**WRITTEN INSTRUCTION:**
Please restate the following records word for word.
[start of EXERCISE DATA]
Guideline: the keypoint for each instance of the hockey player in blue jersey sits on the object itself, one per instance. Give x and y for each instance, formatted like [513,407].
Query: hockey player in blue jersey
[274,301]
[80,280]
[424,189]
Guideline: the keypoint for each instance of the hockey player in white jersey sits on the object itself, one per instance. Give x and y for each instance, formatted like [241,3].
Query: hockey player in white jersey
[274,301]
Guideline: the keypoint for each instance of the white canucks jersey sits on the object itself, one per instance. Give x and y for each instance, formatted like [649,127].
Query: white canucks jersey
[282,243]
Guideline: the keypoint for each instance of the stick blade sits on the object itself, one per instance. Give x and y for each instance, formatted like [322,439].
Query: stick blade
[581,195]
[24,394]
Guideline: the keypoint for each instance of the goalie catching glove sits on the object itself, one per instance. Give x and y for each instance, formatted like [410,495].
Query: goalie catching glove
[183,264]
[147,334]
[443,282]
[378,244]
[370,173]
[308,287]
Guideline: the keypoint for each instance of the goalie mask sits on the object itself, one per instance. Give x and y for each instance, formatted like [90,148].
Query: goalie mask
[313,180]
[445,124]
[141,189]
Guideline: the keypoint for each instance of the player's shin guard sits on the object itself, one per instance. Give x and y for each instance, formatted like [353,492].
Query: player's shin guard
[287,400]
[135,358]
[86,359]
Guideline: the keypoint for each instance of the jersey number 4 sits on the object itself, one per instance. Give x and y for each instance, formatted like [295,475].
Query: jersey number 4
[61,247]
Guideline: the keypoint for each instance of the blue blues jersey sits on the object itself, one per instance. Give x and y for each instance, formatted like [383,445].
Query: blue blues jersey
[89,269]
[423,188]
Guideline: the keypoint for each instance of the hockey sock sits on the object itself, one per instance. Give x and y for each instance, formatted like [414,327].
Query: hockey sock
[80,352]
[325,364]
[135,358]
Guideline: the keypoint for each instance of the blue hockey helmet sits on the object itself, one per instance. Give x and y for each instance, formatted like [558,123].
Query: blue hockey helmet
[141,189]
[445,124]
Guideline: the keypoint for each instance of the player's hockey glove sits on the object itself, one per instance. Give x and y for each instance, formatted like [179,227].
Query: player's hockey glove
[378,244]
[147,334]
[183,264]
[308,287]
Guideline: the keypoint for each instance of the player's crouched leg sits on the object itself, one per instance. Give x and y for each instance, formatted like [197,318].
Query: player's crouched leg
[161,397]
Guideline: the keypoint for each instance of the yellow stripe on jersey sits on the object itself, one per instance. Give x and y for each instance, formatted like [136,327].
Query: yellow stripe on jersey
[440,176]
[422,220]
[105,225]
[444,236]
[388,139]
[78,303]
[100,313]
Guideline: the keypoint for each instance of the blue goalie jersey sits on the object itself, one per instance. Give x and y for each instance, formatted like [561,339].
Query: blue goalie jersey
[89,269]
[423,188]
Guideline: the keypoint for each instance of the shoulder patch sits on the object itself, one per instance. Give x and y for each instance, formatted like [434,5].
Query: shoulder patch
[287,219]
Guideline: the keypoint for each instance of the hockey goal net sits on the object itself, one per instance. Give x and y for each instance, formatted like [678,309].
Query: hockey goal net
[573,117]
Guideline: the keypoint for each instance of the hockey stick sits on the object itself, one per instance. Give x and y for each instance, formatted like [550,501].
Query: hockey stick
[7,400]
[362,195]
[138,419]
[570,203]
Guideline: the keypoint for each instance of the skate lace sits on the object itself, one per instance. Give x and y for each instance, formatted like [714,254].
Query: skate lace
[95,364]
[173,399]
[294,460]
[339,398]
[end of EXERCISE DATA]
**TASK ANSWER:**
Guideline: the keypoint for each instance of the hockey player in blue jersey sits on the object itself, one per instance. Give x and y for each instance, formatted like [513,407].
Query: hockey player in blue jersey
[274,301]
[80,280]
[424,189]
Guideline: the keypoint for each instance of the hockey player in white jersey sits on the object itself, one per instance. Give x and y for each instance, formatted like [241,3].
Query: hockey player in white jersey
[274,301]
Guideline: the keypoint for each instance of the white canucks jersey sits on the object itself, one per instance. Give x and y for each instance, formatted like [649,127].
Query: white canucks jersey
[282,243]
Guideline: the keypoint for each instance of the stick blade sits on the object itself, one per instance. Give x and y for each instance, formatted like [322,439].
Query: stick blade
[581,195]
[24,394]
Guideline: the keypoint for each instance of the goalie catching glove sits on the object itself, one per instance. Give x and y for each instance, formatted like [410,495].
Query: goalie catching glove
[183,264]
[147,334]
[443,282]
[378,244]
[370,173]
[308,287]
Guideline: the keypoint for each instance of the goalie mask sits on the object itself, one per instance. Give x and y for each instance, formatted like [90,148].
Query: goalie mask
[313,180]
[445,124]
[141,189]
Guideline: the keypoint for each instance of the player's shin guard sits on the object itself, one per instance. Give x and y for each instance, formatted like [353,492].
Query: player's shin guard
[287,400]
[135,358]
[86,359]
Guideline: the keypoint for each instance of the jersey number 4 sits on the object itself, one per instance. Give x and y for each instance, formatted like [295,475].
Query: jersey number 4
[61,247]
Guideline: the keypoint for each instance of the blue blues jersey sits on the object itself, one per instance. Give x and y for each instance, formatted like [383,445].
Query: blue blues jersey
[89,269]
[423,188]
Guideline: the keypoint for each instance of the hockey sock sits on the object itself, one per instance. Give x and y for each instance, formatted like [414,327].
Query: hockey sock
[80,352]
[325,364]
[135,358]
Guideline: the keypoint for each instance of the blue hockey helmet sits on the object itself, one per instance. Give x and y for each instance, formatted like [558,123].
Query: blue hockey helmet
[141,189]
[445,124]
Guideline: the keypoint for each instance of the player's hockey glove sits on the object itself, one per instance. Give x and y for each instance, formatted like [179,227].
Query: player's hockey glove
[378,244]
[147,334]
[183,264]
[308,287]
Guideline: the keypoint for each instance of the player's crouched leg sits on the object itself, one per instance. Give x and y for each instance, formatted like [197,318].
Query: player's crouched leg
[161,397]
Guideline: the keypoint for each instance of the yellow stripe on jersey sits on the object itself, one per instance. Give x and y for each instance, formatted like [136,327].
Query: yellow stripe on jersey
[440,176]
[422,220]
[105,225]
[444,236]
[388,139]
[78,303]
[100,313]
Guideline: the keypoint for each instance of the blue goalie jersey sits on the object itself, one per instance. Give x and y for each instance, formatted like [561,339].
Query: blue goalie jersey
[89,269]
[423,188]
Guideline: the keypoint for each instance of the shoulder patch sits on the object itself, one per instance. Give x and y for each instance, formatted like [434,5].
Query: shoulder patch
[287,219]
Guideline: the keypoint for each instance of the hockey goal net sits on the object itself, one per instance. Give x and y for each instance, formatted like [678,309].
Query: hockey goal net
[573,117]
Guideline: the keypoint for each instance of the hockey stick sits on the object itself, one per instance. Give x and y for each instance, formatted like [550,501].
Query: hockey stick
[7,400]
[362,195]
[138,419]
[570,203]
Guideline: the keypoint for each instance of the skate lace sits on the object itself, one per instance. Give x and y for each instance, formatted like [714,254].
Query: skate lace
[95,364]
[173,399]
[294,460]
[339,398]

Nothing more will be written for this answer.